INSTRUCTIONS TO FOLLOW: The records below should be copied in full, exactly as shown.

PROVIDED DATA:

--------------------------------

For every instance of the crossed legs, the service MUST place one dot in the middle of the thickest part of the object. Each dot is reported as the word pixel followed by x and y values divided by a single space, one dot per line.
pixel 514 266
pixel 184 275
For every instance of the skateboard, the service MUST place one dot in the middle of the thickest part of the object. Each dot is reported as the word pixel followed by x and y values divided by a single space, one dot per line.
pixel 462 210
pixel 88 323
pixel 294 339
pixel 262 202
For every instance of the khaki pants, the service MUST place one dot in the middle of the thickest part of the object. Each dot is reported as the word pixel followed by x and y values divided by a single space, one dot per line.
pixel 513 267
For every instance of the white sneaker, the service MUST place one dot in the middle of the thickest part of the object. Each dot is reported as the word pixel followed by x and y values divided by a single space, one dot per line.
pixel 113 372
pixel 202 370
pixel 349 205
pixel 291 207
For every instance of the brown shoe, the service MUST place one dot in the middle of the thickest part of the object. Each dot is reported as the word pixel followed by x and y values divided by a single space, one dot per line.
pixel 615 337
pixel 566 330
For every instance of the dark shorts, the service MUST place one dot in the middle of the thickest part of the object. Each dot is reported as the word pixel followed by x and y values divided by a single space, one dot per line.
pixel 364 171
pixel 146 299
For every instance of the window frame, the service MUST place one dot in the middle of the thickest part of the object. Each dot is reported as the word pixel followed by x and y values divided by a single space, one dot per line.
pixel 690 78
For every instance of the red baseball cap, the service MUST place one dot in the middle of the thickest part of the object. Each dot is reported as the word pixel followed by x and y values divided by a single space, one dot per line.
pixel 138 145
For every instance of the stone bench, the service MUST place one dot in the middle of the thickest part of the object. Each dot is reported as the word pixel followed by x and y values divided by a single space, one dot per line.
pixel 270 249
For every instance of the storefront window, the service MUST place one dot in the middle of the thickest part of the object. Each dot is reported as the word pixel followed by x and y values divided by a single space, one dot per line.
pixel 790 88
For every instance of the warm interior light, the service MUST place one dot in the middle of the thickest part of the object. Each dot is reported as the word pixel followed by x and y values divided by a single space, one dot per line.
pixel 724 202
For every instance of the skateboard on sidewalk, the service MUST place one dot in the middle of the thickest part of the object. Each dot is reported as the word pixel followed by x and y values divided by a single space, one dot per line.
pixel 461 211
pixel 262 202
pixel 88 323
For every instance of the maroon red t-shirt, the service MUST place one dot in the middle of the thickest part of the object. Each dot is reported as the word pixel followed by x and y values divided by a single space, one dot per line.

--------------------------------

SOLVED PROBLEM:
For every instance of the crossed legs, the service MUST place one dot in the middle of the thickest part of the object. Each dot is reported as the word pixel followed by x and y values divided by a single space, one dot per line.
pixel 514 266
pixel 184 275
For every instance of the skateboard, the service MUST place one dot in the middle of the thickest part of the object. Each dot is reported as the word pixel followed by x and y values divided by a single space, one dot per line.
pixel 462 210
pixel 88 323
pixel 294 339
pixel 262 202
For every instance of the khaki pants, the service MUST place one dot in the middle of the thickest part of the object. Each dot is reported as the word pixel followed by x and y values divided by a single space, one dot per line.
pixel 513 267
For every instance of the white sneaker, the service MUST place one dot in the middle of the thickest part of the object. Each dot is reported as the word pixel followed by x and y values divided by a single space, one dot per line.
pixel 113 372
pixel 202 370
pixel 349 205
pixel 291 207
For every instance of the brown shoe, the service MUST place one dot in the middle of the thickest part of the object. Each dot is reported as the word pixel followed by x and y values divided by a single space, one dot per line.
pixel 615 337
pixel 566 330
For every instance of the dark shorts, the service MUST place one dot in the middle of the thickest part of the object. Each dot is reported as the word pixel followed by x and y values divided by a single space, one dot per line.
pixel 364 171
pixel 146 299
For every instance of the window frame, the service MUST place one dot in the middle of the thickest part of the object. Each dot is reported as the word pixel followed by x and y values divided by a single space, one dot per line.
pixel 690 78
For every instance of the red baseball cap, the service MUST place one dot in the middle of the thickest part of the object. Each dot is reported as the word pixel followed by x and y values divided by a single space, one dot per line.
pixel 138 145
For every instance of the stone bench, the service MUST place one dot in the middle of the thickest part of the object. Each dot is reported as the word pixel followed by x and y values divided by a single space, one dot per line.
pixel 270 249
For every instance of the storefront window, the service MUST place one dot in the middle of the thickest part of the object. Each dot is reported as the word pixel followed by x and y values divided by a single space, one dot per line.
pixel 790 88
For every instance of the warm interior light, the service MUST place one dot in the middle of the thickest part of the object. Each dot is reported as the word pixel followed by x and y values divided by a single space, one dot per line.
pixel 724 202
For every instance of the skateboard on sidewalk, the service MUST place one dot in the middle of the thickest part of the object. Each dot is reported as the word pixel followed by x and y values divided by a single space, one dot per line.
pixel 461 211
pixel 262 202
pixel 88 323
For every instance of the maroon red t-shirt, the service MUST place one dot in the middle of the thickest part of the object. Each dot is reported as the word pixel followed by x and y values divided by a single space, one dot per line.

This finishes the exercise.